**What the task requires:** State how many lines of the items below contain the string "tail", treating uppercase and lowercase as different, and reply with the number alone.

★ ★ ★ ★ ★ ★ ★

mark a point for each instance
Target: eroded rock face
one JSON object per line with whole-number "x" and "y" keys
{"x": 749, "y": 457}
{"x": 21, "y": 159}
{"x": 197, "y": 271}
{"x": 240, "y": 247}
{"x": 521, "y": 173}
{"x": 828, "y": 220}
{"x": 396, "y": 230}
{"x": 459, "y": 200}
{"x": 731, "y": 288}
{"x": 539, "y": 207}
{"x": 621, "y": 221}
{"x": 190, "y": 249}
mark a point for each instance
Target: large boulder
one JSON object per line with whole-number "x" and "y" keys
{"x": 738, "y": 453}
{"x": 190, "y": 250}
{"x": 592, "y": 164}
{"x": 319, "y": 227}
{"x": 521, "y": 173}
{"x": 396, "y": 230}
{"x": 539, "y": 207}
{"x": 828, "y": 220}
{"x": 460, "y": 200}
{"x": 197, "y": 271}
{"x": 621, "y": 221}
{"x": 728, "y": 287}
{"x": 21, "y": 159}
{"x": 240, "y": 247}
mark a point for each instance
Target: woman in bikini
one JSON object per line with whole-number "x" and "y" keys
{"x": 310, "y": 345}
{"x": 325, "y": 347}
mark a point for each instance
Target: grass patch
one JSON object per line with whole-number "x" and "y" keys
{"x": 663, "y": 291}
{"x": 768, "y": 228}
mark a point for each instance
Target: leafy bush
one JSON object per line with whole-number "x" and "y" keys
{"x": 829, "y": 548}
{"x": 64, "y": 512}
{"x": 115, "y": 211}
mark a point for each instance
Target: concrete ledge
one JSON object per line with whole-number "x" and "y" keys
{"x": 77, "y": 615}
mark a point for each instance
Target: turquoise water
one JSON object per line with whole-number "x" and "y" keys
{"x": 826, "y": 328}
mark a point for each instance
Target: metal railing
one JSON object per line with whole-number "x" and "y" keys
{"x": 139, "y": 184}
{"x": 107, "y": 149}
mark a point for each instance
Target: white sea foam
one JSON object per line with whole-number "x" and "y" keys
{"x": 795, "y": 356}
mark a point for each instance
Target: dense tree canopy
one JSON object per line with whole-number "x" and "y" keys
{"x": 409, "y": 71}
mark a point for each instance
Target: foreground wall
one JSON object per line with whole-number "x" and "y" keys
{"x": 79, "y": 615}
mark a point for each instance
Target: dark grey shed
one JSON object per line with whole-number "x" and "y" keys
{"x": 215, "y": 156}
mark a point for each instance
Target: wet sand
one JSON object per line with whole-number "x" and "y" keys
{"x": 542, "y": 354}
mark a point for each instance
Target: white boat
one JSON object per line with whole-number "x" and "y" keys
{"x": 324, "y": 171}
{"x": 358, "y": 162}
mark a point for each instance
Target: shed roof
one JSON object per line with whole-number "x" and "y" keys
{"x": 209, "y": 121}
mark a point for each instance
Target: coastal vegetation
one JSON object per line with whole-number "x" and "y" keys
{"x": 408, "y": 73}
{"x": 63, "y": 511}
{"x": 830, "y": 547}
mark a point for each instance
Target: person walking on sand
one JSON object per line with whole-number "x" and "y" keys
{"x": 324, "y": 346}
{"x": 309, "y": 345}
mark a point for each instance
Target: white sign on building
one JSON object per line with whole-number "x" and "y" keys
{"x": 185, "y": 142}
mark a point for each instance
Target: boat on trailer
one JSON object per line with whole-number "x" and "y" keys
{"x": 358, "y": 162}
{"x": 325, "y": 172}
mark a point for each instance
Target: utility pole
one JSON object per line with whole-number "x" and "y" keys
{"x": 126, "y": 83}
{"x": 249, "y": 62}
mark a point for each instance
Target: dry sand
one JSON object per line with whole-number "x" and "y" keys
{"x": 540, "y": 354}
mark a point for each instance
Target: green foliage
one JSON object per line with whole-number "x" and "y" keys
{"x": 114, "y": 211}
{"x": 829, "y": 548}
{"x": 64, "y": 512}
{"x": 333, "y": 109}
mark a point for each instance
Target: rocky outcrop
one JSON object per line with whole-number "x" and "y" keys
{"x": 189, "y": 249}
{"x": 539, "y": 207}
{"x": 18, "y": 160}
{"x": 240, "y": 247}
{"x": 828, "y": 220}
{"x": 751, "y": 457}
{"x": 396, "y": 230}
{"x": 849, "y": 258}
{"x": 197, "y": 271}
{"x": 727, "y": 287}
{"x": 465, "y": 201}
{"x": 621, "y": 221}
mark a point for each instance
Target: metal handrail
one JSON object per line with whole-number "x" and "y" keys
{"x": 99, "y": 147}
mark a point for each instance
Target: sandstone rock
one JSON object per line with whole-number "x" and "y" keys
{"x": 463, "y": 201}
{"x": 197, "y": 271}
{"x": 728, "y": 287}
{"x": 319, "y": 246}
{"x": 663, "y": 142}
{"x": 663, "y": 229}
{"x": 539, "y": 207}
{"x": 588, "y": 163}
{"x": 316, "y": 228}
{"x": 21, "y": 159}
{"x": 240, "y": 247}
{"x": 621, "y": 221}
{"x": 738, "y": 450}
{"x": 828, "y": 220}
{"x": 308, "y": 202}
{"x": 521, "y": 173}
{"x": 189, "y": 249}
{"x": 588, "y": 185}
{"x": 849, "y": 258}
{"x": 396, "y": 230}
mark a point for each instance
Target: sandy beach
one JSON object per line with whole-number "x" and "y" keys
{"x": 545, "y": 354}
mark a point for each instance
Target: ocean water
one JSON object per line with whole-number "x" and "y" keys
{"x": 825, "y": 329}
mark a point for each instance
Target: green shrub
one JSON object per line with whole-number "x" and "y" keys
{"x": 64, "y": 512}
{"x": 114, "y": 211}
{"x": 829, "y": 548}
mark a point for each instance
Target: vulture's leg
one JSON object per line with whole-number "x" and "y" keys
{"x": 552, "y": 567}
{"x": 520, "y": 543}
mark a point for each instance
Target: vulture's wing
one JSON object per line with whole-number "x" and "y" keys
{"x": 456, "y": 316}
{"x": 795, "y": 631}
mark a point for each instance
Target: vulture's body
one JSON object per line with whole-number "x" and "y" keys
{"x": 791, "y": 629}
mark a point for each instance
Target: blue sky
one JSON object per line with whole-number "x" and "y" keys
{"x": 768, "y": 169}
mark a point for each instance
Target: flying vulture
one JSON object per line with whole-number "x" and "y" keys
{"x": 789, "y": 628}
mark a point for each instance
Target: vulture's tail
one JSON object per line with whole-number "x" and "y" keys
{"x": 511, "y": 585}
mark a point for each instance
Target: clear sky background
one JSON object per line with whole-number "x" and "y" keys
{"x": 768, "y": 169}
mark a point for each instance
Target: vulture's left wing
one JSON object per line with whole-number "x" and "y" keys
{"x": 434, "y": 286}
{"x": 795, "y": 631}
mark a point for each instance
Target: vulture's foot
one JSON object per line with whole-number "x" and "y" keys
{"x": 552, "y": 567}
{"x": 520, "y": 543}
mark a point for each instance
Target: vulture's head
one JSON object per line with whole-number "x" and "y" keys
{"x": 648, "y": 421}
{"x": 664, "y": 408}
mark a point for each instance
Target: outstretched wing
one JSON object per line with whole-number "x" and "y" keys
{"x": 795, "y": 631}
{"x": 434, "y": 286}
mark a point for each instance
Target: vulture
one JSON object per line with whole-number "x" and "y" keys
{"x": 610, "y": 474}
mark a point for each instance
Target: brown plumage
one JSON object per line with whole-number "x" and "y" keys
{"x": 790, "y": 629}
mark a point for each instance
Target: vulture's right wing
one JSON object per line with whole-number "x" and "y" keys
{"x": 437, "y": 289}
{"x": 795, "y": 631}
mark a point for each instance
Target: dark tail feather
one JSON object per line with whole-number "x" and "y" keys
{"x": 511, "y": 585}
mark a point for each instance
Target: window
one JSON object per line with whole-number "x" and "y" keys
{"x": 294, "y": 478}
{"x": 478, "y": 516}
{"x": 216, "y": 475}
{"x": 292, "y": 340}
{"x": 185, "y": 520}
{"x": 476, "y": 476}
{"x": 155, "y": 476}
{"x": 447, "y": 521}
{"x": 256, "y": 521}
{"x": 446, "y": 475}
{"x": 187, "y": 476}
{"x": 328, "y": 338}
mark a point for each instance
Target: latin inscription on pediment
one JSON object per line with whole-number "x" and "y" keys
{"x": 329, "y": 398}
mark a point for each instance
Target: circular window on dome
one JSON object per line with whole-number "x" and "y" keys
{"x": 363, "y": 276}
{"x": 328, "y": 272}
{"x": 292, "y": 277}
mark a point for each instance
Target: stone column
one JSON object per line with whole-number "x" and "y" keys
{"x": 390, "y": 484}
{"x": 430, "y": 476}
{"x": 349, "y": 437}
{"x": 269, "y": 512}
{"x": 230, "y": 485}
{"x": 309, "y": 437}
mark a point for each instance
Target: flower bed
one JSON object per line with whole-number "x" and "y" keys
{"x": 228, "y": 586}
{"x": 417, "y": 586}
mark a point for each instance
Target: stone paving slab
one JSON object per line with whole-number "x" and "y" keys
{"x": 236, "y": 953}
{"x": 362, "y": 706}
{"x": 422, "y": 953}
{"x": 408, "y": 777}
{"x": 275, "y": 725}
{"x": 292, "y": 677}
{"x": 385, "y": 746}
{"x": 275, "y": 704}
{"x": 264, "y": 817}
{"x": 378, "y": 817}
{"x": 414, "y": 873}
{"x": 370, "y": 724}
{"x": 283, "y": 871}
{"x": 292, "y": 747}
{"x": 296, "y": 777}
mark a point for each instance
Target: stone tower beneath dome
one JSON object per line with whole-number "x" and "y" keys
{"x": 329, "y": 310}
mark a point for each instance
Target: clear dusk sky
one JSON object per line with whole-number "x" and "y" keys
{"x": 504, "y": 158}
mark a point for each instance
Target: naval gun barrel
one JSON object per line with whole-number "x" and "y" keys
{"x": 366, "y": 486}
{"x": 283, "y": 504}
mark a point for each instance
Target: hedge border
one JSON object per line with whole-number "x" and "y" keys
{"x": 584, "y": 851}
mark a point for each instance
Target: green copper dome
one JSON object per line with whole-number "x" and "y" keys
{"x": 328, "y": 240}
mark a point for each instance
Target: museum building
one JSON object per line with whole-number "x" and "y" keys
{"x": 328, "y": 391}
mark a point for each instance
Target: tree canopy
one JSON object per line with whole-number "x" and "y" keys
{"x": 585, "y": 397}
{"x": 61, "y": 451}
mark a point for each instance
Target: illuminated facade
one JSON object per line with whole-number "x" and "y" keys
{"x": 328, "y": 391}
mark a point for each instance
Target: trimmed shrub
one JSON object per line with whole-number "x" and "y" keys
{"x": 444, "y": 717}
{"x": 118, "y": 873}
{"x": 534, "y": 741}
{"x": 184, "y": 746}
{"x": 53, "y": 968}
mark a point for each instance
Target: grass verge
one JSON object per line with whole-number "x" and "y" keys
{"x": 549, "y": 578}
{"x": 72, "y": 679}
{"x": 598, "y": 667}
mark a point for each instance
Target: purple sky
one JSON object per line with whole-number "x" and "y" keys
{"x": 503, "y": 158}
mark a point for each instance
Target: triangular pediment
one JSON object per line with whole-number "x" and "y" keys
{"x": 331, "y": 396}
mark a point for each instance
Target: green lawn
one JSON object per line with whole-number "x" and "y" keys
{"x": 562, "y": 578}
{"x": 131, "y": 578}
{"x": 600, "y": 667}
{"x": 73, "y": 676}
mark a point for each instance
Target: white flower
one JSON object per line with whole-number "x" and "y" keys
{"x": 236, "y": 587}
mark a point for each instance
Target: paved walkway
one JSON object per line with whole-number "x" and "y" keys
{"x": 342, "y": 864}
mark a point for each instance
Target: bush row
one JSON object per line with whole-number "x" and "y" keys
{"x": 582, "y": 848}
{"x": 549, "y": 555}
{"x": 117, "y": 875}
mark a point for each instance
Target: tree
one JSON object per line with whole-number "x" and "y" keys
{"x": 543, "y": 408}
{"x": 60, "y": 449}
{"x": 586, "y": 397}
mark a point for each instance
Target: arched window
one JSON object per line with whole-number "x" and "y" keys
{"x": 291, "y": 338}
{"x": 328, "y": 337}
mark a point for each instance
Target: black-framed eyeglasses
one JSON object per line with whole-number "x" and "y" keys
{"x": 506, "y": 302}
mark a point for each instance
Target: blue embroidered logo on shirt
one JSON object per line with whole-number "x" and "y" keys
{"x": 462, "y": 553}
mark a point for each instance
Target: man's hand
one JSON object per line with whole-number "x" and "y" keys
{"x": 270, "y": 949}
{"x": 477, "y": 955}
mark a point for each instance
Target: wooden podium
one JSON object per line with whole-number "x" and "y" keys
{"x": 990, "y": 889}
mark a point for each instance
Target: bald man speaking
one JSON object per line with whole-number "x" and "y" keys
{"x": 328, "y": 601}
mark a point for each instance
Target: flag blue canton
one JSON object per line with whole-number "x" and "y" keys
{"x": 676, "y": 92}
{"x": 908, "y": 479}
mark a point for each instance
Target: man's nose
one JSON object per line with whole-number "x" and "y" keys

★ ★ ★ ★ ★ ★ ★

**Result:** 2